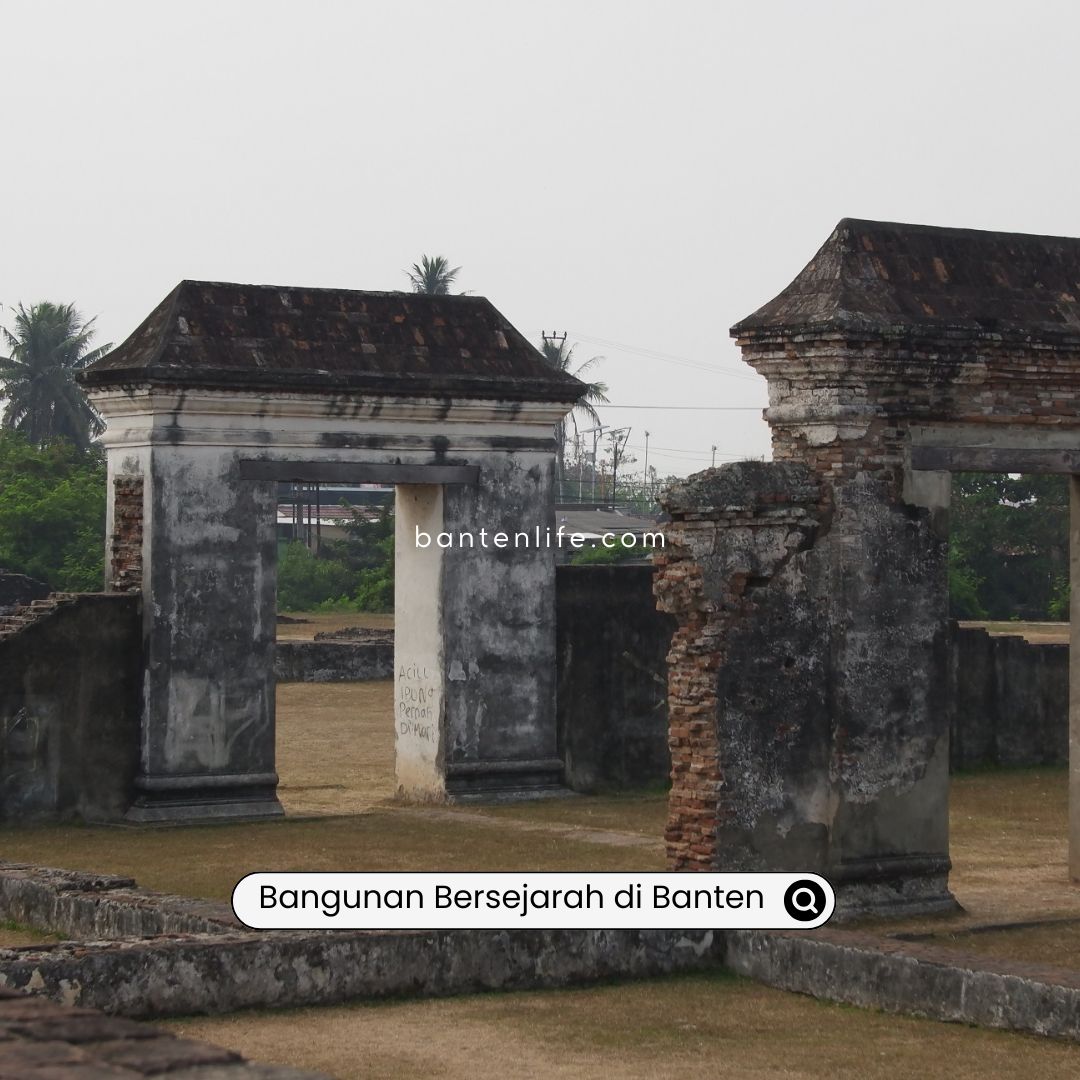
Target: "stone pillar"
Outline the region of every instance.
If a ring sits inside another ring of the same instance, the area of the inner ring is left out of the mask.
[[[561,790],[553,457],[486,455],[480,482],[448,487],[443,507],[455,541],[441,590],[447,794]]]
[[[830,648],[829,876],[841,909],[930,912],[948,888],[947,545],[931,511],[859,473],[820,542]]]
[[[549,456],[526,454],[489,455],[475,487],[397,489],[394,707],[404,797],[561,790],[552,493]]]
[[[154,446],[143,478],[143,736],[132,821],[266,817],[275,789],[276,485],[231,448]]]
──────────────────────────────
Your task:
Transcribe every entry word for word, but omit the pictures.

Written reply:
Target: "stone pillar"
Outline the region of every instance.
If a ring sits inside another ring of the same instance, the area of the inner ring is left out of the mask.
[[[561,790],[553,457],[486,455],[480,482],[448,487],[443,507],[455,541],[441,590],[447,794]]]
[[[830,648],[829,876],[841,909],[930,912],[948,888],[947,545],[931,511],[859,473],[820,542]]]
[[[549,456],[526,454],[489,455],[475,487],[397,489],[394,707],[404,797],[561,790],[552,493]]]
[[[154,446],[143,478],[143,736],[132,821],[266,817],[275,789],[276,485],[231,448]]]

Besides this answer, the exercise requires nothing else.